Document passage:
The Federal Reserve opted to keep US interest rates on hold for the fourth meeting running, fretting about inflation but also warning that a housing downturn is now substantial. The Federal Open Market Committee (FOMC) decided to keep its key fed funds interest rate pegged at 5.25 percent.

My guess is that if the US dollar did not weaken so much over the last 2-3 weeks, the Fed WOULD HAVE LOWERED INTREST RATES BY 0.25 percentage points. However, the dollar weakness basically left the Fed with little choice but to maintain rates in order to maintain some stabilising platform for the dollar to stand on. A drop in rates by the Fed could very well send the US dollar down another 2%-3%. That would have been two uppercuts to the jawbone of the US domestic economy - a risk not many are willing to stomach.

Given request:
Write the next part of the commentary on the Federal Reserve's decision to hold interest rates, picking up after its final sentence.

Information provided:
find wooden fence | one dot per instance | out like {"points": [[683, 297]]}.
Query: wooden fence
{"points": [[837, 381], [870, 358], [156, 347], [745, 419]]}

Result of the exercise:
The Fed has held interest rates steady for four meetings since it halted a run of 17 quarter-point increases in August. The Fed acknowledged that the downturn in the US' housing market had become more significant of late. But with the world's biggest economy showing signs of slowing, some experts say the Fed must consider the downside risks, and consider cutting rates in 2007 to avert a serious downturn. It appears that the Fed only have two options going ahead for the next 6 months, stay put or lower. The way housing is going, a lot will ride on the year end retail sales and unemployment figures. If both sets of figures showed weakness then the Fed will ease, with or without a weak dollar. It is pointless to protect the US dollar at the expense of a recession in the US. Having said that, I think the US economy is a lot more stronger than what the housing figures are showing. Bearing in mind that the US housing boom have basically been on a tear for the longest time, an easing in housing is largely anticipated, in particular when you consider that the US equity markets have been booming as well for the last 12 months, thus taking away some of the limelight and attention from property.

The strong undertone will be reflected in good bonuses in US companies and the good employment figures. Too many experts have been overhyping the slight weakness in housing and extrapolating it to other areas of the economy.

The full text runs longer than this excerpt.